DO THIS:
Reproduce every one of the entries below word for word, line by line, without changing anything.

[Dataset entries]
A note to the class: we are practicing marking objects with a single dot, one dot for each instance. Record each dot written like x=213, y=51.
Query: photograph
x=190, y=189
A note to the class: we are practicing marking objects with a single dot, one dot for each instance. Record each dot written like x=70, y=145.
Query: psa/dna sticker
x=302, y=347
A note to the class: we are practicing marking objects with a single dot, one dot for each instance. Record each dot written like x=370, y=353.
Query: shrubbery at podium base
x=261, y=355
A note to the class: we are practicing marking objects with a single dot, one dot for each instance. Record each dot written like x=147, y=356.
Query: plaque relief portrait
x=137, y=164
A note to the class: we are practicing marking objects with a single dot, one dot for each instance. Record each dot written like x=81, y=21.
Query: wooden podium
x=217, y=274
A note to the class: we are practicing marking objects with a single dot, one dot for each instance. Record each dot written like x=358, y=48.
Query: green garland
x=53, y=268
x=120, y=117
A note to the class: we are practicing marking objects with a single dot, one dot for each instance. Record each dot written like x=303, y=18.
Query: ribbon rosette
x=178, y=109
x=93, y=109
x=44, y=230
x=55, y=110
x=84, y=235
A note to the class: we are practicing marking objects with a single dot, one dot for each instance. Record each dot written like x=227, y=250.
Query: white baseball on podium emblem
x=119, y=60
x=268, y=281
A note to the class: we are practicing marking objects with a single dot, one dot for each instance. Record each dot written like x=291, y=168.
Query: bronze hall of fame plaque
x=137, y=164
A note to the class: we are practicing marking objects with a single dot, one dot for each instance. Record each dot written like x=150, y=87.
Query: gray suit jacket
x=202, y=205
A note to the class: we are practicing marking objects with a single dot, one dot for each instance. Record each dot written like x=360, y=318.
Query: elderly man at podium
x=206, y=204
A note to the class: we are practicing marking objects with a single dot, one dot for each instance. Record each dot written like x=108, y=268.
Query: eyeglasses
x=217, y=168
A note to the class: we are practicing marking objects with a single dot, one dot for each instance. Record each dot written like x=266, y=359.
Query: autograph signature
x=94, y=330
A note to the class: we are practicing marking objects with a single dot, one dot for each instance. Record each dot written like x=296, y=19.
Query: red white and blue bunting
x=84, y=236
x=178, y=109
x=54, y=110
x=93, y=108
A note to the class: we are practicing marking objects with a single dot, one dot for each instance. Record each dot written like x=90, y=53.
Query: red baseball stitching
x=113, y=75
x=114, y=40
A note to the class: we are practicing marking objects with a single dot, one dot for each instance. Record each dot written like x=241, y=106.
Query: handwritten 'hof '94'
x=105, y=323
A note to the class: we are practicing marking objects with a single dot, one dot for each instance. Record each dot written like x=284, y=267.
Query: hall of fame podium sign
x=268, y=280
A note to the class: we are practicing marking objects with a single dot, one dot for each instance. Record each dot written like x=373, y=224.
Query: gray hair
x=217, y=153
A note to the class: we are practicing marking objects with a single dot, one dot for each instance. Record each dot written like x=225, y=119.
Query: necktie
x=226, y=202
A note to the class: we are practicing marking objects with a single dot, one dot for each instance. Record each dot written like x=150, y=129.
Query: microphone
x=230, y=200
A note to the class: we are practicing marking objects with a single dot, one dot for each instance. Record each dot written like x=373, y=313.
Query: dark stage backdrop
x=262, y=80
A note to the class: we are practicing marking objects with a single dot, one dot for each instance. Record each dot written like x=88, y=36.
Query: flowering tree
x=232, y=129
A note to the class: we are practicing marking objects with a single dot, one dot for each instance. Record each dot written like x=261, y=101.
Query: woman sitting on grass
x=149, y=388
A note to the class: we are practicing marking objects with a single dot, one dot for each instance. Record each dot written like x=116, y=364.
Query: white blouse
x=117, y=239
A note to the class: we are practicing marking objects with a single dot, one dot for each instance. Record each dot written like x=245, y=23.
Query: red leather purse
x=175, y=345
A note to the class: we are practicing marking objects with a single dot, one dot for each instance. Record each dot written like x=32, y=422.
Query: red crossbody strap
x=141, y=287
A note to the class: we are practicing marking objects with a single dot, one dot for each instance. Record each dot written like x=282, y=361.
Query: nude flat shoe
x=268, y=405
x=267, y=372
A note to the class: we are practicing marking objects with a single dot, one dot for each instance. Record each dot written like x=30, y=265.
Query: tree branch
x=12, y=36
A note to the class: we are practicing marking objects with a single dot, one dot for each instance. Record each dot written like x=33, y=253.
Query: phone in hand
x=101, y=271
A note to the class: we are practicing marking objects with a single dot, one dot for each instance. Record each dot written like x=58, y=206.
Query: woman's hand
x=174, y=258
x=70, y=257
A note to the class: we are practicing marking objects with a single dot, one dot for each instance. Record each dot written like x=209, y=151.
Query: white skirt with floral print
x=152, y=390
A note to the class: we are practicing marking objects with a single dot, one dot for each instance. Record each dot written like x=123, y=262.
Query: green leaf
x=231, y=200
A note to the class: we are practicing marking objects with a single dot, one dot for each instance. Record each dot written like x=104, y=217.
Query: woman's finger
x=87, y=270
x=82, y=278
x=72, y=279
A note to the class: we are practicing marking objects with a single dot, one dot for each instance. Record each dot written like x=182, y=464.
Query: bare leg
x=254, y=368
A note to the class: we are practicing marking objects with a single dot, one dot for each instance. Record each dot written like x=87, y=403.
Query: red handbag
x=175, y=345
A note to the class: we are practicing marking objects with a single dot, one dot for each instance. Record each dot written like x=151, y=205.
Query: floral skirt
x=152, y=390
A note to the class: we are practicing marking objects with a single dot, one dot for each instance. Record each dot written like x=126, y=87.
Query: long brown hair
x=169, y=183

SOLUTION FOR THIS EXERCISE:
A note to the class: we are practicing marking objects with a single dot, one dot for each instance. Record each dot written like x=213, y=51.
Query: photograph
x=190, y=189
A note to the class: we are practicing marking objects with a single dot, one dot for each instance. Record each dot written like x=70, y=145.
Query: psa/dna sticker
x=302, y=347
A note to the class: we are practicing marking objects with a single dot, one dot for each instance. Record each dot written like x=370, y=353.
Query: shrubbery at podium base
x=261, y=355
A note to the class: we are practicing marking objects with a single dot, one dot for each instance. Record each dot written like x=147, y=356.
Query: plaque relief portrait
x=137, y=164
A note to the class: we are practicing marking objects with a single dot, one dot for each instance. Record each dot written like x=81, y=21.
Query: wooden podium
x=217, y=274
A note to the class: we are practicing marking objects with a single dot, one dot for each instance. Record each dot written like x=358, y=48.
Query: green garland
x=53, y=268
x=120, y=117
A note to the class: we are practicing marking objects with a single dot, one dot for each instance. Record each dot written like x=303, y=18.
Query: ribbon rosette
x=178, y=109
x=93, y=109
x=44, y=230
x=55, y=110
x=84, y=235
A note to the class: we are practicing marking objects with a single dot, one dot for each instance. Record each dot written like x=227, y=250.
Query: white baseball on podium emblem
x=119, y=60
x=268, y=281
A note to the class: we are practicing marking objects with a single dot, one dot for each instance. Record each dot written like x=291, y=168.
Query: bronze hall of fame plaque
x=137, y=164
A note to the class: we are practicing marking objects with a single dot, one dot for each instance. Record each dot written like x=150, y=87.
Query: gray suit jacket
x=202, y=205
A note to the class: we are practicing marking objects with a single dot, one dot for each instance. Record each dot written like x=360, y=318.
Query: elderly man at podium
x=206, y=204
A note to the class: we are practicing marking objects with a single dot, one dot for each instance. Record each dot written like x=108, y=268.
Query: eyeglasses
x=217, y=168
A note to the class: we are practicing marking objects with a single dot, one dot for each instance. Record each dot written like x=266, y=359.
Query: autograph signature
x=94, y=330
A note to the class: we are practicing marking objects with a single dot, one dot for each instance. Record each dot written like x=296, y=19.
Query: red white and blue bunting
x=84, y=236
x=178, y=109
x=54, y=110
x=93, y=108
A note to the class: we are practicing marking objects with a single dot, one dot for each instance. Record each dot written like x=90, y=53.
Query: red baseball stitching
x=113, y=75
x=114, y=40
A note to the class: we are practicing marking objects with a single dot, one dot for each instance. Record each dot written like x=241, y=106.
Query: handwritten 'hof '94'
x=105, y=323
A note to the class: we are practicing marking objects with a single dot, one dot for each instance. Record each dot written like x=284, y=267.
Query: hall of fame podium sign
x=268, y=280
A note to the class: we are practicing marking objects with a single dot, one dot for each instance. Record each dot written like x=373, y=224.
Query: gray hair
x=217, y=153
A note to the class: we are practicing marking objects with a single dot, one dot for each instance. Record each dot written like x=225, y=119.
Query: necktie
x=226, y=202
A note to the class: we are practicing marking objects with a single dot, one dot for each instance. Record each dot written like x=150, y=129.
Query: microphone
x=230, y=200
A note to the class: we are practicing marking objects with a single dot, one dot for each instance. Record each dot written like x=373, y=313.
Query: dark stage backdrop
x=262, y=80
A note to the class: we are practicing marking objects with a single dot, one dot for each instance. Record each dot written like x=88, y=36.
Query: flowering tree
x=232, y=129
A note to the class: we are practicing marking objects with a single dot, one dot for each instance. Record each dot written like x=261, y=101.
Query: woman sitting on grass
x=149, y=388
A note to the class: we are practicing marking objects with a single dot, one dot for each instance. Record each dot written like x=116, y=364.
Query: white blouse
x=117, y=239
A note to the class: we are practicing marking objects with a single dot, one dot for each instance. Record each dot written like x=245, y=23.
Query: red leather purse
x=175, y=345
A note to the class: we are practicing marking objects with a single dot, one dot for each instance. Record each dot written like x=32, y=422.
Query: red crossbody strap
x=141, y=287
A note to the class: we are practicing marking objects with a single dot, one dot for each instance. Record each dot written like x=282, y=361.
Query: nude flat shoe
x=268, y=405
x=267, y=372
A note to the class: we are practicing marking objects with a single dot, one dot for each instance. Record each dot written like x=30, y=265.
Query: tree branch
x=12, y=36
A note to the class: we are practicing marking objects with a single dot, one dot for each instance. Record each dot written like x=33, y=253.
Query: phone in hand
x=101, y=271
A note to the class: we are practicing marking objects with a single dot, one dot for each instance. Record each dot written like x=58, y=206.
Query: woman's hand
x=174, y=258
x=70, y=257
A note to the class: we are practicing marking objects with a single dot, one dot for each instance. Record each dot written like x=209, y=151.
Query: white skirt with floral print
x=152, y=390
A note to the class: we are practicing marking objects with a single dot, one dot for each instance. Record each dot written like x=123, y=262.
Query: green leaf
x=231, y=200
A note to the class: we are practicing marking objects with a single dot, one dot for each instance. Record each dot written like x=104, y=217.
Query: woman's finger
x=87, y=270
x=82, y=278
x=72, y=279
A note to the class: we are practicing marking objects with a single dot, one dot for each instance. Record each dot written like x=182, y=464.
Query: bare leg
x=254, y=368
A note to the class: we are practicing marking objects with a single dot, one dot for each instance. Record each dot written like x=87, y=403.
Query: red handbag
x=175, y=345
A note to the class: we are practicing marking objects with a single dot, one dot for each instance. Record each dot written like x=151, y=205.
Query: floral skirt
x=152, y=390
A note to the class: we are practicing marking objects with a single dot, one dot for each instance. Record each dot written like x=126, y=87.
Query: long brown hair
x=169, y=183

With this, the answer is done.